» **DATA EXTRACT**
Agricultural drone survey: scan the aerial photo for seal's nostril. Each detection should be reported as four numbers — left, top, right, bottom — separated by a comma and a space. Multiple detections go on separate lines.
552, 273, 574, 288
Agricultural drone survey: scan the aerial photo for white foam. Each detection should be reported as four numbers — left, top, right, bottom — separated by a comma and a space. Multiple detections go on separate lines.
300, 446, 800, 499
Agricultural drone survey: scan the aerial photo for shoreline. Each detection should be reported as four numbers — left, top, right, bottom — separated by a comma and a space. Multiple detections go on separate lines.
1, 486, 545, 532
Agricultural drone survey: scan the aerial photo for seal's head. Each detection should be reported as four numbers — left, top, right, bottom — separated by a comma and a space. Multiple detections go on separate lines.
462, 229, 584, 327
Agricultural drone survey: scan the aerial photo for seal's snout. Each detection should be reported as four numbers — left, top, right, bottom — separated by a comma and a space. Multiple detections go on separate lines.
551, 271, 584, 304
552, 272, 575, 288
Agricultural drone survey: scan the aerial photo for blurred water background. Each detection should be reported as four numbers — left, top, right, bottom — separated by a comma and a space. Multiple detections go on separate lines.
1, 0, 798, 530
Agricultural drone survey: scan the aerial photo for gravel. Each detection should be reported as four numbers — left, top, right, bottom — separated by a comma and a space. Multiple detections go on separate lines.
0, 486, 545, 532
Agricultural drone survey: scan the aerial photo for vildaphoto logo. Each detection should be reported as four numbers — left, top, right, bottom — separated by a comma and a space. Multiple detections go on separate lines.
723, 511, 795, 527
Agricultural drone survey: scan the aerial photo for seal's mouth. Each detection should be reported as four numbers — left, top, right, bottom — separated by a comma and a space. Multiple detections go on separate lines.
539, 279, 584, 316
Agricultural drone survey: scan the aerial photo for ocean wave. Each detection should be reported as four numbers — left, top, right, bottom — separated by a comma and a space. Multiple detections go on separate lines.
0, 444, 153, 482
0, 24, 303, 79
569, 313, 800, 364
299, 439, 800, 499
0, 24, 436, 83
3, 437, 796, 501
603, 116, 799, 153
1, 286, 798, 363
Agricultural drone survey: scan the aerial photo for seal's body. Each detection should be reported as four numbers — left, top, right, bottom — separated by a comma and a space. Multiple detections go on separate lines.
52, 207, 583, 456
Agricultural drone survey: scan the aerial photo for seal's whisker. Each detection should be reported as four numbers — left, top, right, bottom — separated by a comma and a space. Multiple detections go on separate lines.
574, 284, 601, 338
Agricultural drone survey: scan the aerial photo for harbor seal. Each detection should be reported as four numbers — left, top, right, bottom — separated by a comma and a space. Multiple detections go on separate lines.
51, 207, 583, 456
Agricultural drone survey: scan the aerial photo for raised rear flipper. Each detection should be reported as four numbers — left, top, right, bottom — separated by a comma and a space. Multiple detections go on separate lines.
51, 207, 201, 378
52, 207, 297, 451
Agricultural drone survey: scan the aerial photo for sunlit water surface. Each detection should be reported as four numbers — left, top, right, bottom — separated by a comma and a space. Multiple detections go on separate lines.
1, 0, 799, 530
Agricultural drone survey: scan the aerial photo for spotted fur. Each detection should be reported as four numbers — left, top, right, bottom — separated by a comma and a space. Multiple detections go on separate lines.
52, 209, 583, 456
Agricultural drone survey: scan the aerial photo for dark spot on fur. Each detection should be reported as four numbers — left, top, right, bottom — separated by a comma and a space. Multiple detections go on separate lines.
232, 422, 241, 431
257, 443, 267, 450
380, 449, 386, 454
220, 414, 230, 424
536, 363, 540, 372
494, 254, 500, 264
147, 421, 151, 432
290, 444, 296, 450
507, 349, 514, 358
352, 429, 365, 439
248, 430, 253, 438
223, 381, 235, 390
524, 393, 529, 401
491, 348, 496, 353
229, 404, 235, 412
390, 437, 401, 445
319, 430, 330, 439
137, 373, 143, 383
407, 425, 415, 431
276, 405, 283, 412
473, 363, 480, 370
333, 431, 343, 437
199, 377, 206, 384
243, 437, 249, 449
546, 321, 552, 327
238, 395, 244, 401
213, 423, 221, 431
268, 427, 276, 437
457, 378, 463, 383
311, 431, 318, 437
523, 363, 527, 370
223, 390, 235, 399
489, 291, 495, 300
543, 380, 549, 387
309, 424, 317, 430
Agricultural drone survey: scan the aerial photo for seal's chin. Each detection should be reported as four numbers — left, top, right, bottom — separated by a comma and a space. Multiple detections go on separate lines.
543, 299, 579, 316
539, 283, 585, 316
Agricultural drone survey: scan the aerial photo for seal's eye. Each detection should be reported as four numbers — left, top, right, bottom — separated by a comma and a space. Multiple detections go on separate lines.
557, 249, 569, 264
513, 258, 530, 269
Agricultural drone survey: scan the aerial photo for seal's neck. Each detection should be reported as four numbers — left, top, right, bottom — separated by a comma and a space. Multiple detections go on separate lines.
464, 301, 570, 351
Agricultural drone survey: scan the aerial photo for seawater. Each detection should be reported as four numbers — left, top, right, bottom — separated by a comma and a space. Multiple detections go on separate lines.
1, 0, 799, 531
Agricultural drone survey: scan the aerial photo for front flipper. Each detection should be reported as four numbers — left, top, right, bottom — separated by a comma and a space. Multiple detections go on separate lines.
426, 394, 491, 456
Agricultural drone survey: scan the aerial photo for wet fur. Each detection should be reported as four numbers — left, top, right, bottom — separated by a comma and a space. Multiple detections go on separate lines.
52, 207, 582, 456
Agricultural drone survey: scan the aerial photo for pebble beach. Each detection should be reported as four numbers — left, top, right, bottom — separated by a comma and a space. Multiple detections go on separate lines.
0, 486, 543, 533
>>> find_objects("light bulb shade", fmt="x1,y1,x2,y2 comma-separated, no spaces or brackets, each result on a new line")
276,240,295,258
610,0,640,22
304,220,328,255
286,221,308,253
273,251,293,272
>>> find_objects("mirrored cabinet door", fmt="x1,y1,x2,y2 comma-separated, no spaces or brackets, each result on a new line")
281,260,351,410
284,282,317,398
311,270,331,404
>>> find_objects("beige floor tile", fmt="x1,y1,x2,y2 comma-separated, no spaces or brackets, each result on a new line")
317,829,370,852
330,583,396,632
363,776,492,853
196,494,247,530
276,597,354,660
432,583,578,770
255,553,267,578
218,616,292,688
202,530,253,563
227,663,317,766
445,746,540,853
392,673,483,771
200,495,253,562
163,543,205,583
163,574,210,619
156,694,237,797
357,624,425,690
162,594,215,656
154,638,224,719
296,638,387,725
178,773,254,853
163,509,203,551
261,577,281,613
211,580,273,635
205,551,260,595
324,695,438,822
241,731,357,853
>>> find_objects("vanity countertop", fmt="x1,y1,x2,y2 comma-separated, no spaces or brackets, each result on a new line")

» **EXERCISE AIM**
All of the material needs to be reproduced exactly as it reads.

» **PROBLEM SOLUTION**
Agricultural drone survey: scan the aerial photo for seal's nostril. Each detection should be reported as four numbers — left, top, right, bottom — separated by a comma and a space. Multiple detections go on separate lines.
552, 273, 574, 288
Agricultural drone survey: scan the aerial photo for white foam. Each detection should be reported as four numbers — left, top, right, bottom — separated by a comma and a space. Multiple detections go on separate lines.
300, 446, 800, 499
Agricultural drone survey: scan the aerial photo for shoreline. Each detection should be reported as four numbers — left, top, right, bottom — separated by a comma and a space. Multiple detections go on separate lines.
1, 486, 545, 532
Agricultural drone survey: scan the aerial photo for seal's head. Each detection should be reported as four numbers — left, top, right, bottom — separated by a comma and a space. Multiple detections go on separate lines.
462, 229, 584, 327
Agricultural drone survey: scan the aerial photo for seal's snout. Each detection should be reported as four numbers — left, top, right, bottom — separated by a comma and a space. Multiple detections go on separate lines.
551, 271, 584, 304
552, 272, 575, 288
Agricultural drone survey: scan the aerial photo for blurred water background. Each detection should be reported as four numbers — left, top, right, bottom — separated by a comma and a space. Multiple detections go on separate lines.
1, 0, 798, 530
Agricultural drone survey: scan the aerial photo for gravel. Each detection should be reported as four numbers — left, top, right, bottom — separated by a comma and a space. Multiple detections go on separate lines.
0, 486, 545, 532
Agricultural drone survey: scan the aerial photo for vildaphoto logo. Each detection should be reported as four numbers — left, top, right, bottom — separated by a comma and a space. Multiple detections go on separate lines.
723, 511, 795, 527
Agricultural drone survey: scan the aerial photo for seal's mouth. Each detection should be reported as four numbers — left, top, right, bottom — separated by a comma and a space. Multiple detections go on separate lines.
539, 279, 584, 316
Agricultural drone survey: scan the aerial photo for ocean wave. Each detection should be reported as four numbers — left, top, right, bottom — separated by a comma and a space. Multiple detections go on separate lines.
0, 444, 153, 482
0, 24, 303, 79
569, 313, 800, 364
299, 439, 800, 499
0, 24, 436, 83
3, 437, 796, 501
603, 116, 799, 153
1, 286, 798, 363
Agricultural drone survey: scan the aerial photo for seal's body. Each detection should be reported as four numbers — left, top, right, bottom — separated by a comma and a space. Multiple detections go on separate lines.
52, 207, 583, 456
Agricultural drone survey: scan the aerial photo for seal's whisker. Each detection should be reported as four numbers — left, top, right, bottom — separated by a comma and a space. Multiple detections go on separate lines.
574, 284, 601, 338
Agricultural drone survey: scan the aerial photo for harbor seal. Each detection should be reported as four numbers — left, top, right, bottom — separated by a comma and a space. Multiple detections go on separate lines.
51, 207, 583, 456
Agricultural drone survey: scan the aerial photo for raised rear flipper. Each detection should be reported as four numbers — left, top, right, bottom — separated by a comma and a space. Multiple detections go on separate lines.
51, 207, 201, 378
52, 207, 297, 451
Agricultural drone survey: scan the aerial photo for sunlit water surface. Each detection should be reported as four numbers — left, top, right, bottom — separated by a comma and a space. Multiple detections go on separate lines.
1, 0, 799, 530
Agricultural drone survey: scan the aerial photo for spotted fur. Each detection should be reported as four numbers — left, top, right, bottom — separated by a comma and a space. Multiple detections go on separate lines.
52, 209, 583, 456
Agricultural drone survey: scan the aerial photo for dark spot on fur. Each detection should be reported as four numbers — left, top, right, bottom — separated by a comma and a space. Multiple detections go on separate lines.
232, 422, 241, 431
257, 443, 267, 450
380, 449, 386, 454
220, 414, 230, 424
536, 363, 540, 372
494, 254, 500, 264
147, 421, 151, 432
290, 444, 296, 450
507, 349, 514, 358
352, 429, 365, 439
248, 430, 253, 438
223, 381, 235, 390
524, 393, 529, 401
491, 348, 496, 353
229, 404, 235, 412
390, 437, 401, 445
319, 430, 330, 439
137, 373, 143, 383
407, 425, 415, 431
276, 405, 283, 412
473, 363, 480, 370
333, 431, 343, 437
199, 377, 206, 384
243, 437, 249, 449
546, 321, 552, 327
238, 395, 244, 401
213, 423, 221, 431
268, 427, 276, 437
457, 378, 463, 383
311, 431, 318, 437
523, 363, 527, 370
223, 390, 235, 399
489, 291, 495, 300
543, 380, 549, 387
309, 424, 317, 430
Agricultural drone survey: scan the aerial photo for seal's chin. Each detection should be reported as four numbers — left, top, right, bottom — separated by a comma and a space. Multiple detections go on separate lines.
543, 299, 579, 316
539, 283, 585, 316
Agricultural drone survey: scan the aerial photo for seal's eye. Each detection should be reported as four numbers — left, top, right, bottom — separated by a comma and a space. Multiple detections go on separate lines.
557, 249, 569, 264
513, 258, 530, 269
Agricultural drone survey: scan the aerial photo for seal's neck. Each detection should be reported as four numbers — left, top, right, bottom — separated by a comma and a space. Multiple detections go on separate lines.
464, 301, 570, 351
Agricultural drone survey: scan the aerial photo for seawater. Each detection should be reported as four numbers — left, top, right, bottom — separated by a comma and a space. Multiple detections go on separate lines.
1, 0, 799, 531
Agricultural drone survey: scan the aerial photo for front flipper. Each detection should be reported as four numbers — left, top, right, bottom — separated by a comma and a space. Multiple detections go on separate lines.
426, 394, 491, 456
Agricultural drone survey: scan the aerial photo for wet fur. Each detection should be reported as four numbers — left, top, right, bottom — separated by a comma and a space. Multiple detections go on separate lines.
52, 207, 582, 456
Agricultural drone survey: scan the aerial photo for pebble beach. Each detection should be reported as four numbers — left, top, right, bottom — separated by a comma and a space. Multiple detections go on separate lines.
0, 486, 543, 533
>>> find_objects("light bulb shade", fmt="x1,y1,x2,y2 comma-separated, no spaces or brackets, each result on a new line")
276,240,295,258
610,0,640,22
304,220,328,255
286,221,308,253
273,251,293,272
>>> find_objects("mirrored cabinet door", fmt="x1,y1,x2,y2 comma-separated, no spaces or brackets, each result on a new line")
281,260,351,410
284,282,317,398
311,270,331,404
>>> find_objects("beige floor tile", fmt="x1,y1,x2,y2 comma-separated, no spaces or brackets, each result on a new line")
317,829,370,852
330,583,396,632
363,776,492,853
196,494,247,530
276,597,354,660
432,583,578,770
255,553,267,578
218,616,292,688
202,530,253,563
227,663,317,766
445,746,540,853
392,673,483,771
200,495,253,562
163,543,205,583
163,574,210,619
156,694,237,797
357,624,425,690
162,594,215,656
154,638,224,719
296,638,387,725
178,773,254,853
163,509,203,551
261,577,281,613
211,580,273,635
205,551,260,595
324,695,438,822
241,731,357,853
>>> find_objects("vanity countertop", fmt="x1,y1,x2,y2 comma-separated, no spaces or brackets, each result on a new line")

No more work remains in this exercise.